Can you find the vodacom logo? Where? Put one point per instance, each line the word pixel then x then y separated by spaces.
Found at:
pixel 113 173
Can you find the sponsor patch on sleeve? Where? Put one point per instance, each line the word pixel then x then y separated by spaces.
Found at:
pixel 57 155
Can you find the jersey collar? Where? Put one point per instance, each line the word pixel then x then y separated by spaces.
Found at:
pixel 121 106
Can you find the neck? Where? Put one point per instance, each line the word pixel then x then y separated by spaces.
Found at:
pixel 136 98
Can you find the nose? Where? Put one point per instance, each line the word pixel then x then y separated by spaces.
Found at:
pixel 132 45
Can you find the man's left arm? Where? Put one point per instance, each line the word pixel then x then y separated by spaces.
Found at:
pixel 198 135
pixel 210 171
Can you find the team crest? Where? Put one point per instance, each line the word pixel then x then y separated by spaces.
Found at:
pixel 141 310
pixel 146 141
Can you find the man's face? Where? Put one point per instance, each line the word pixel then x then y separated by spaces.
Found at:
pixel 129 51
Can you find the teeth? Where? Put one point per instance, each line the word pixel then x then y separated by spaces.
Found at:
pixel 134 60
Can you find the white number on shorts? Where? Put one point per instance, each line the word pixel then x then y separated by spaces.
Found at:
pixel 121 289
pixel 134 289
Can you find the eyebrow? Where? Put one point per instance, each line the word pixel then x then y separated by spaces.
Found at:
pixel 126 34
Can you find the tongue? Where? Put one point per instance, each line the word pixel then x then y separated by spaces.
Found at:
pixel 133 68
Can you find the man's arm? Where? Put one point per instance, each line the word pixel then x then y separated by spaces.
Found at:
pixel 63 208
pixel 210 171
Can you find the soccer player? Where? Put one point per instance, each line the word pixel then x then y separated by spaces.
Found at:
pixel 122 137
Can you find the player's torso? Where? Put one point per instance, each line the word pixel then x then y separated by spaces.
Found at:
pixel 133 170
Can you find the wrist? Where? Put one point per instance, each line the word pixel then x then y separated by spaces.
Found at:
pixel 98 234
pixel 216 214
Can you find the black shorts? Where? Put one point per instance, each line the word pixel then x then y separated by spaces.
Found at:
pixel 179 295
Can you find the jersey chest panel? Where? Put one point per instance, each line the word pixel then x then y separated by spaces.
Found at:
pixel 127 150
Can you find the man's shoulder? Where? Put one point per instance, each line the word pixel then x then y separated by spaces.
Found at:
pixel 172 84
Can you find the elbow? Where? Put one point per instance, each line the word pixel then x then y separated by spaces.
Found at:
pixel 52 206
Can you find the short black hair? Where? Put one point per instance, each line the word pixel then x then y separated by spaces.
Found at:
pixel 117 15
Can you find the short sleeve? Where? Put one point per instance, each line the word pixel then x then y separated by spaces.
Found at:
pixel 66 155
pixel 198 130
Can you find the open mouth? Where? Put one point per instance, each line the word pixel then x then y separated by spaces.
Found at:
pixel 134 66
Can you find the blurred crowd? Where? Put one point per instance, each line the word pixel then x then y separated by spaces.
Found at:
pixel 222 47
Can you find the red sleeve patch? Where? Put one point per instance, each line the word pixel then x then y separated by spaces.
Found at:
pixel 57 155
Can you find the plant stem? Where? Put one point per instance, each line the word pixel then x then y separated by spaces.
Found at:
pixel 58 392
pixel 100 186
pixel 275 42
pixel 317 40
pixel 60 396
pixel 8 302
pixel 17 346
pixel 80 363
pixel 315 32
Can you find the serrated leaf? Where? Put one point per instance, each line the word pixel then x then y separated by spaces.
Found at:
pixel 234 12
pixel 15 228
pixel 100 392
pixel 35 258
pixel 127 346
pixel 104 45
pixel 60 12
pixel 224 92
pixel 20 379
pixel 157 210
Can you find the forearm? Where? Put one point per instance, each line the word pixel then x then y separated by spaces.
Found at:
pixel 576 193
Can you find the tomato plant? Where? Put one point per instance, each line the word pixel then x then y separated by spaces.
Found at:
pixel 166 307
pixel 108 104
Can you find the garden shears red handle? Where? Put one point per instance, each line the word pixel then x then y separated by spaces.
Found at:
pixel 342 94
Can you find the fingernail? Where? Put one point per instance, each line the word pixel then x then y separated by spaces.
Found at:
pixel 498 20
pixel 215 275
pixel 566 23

> [Work item] Tally up how many lines in the preceding listing contain the word "shorts". Give nothing but the number.

> [Solution to this problem] 2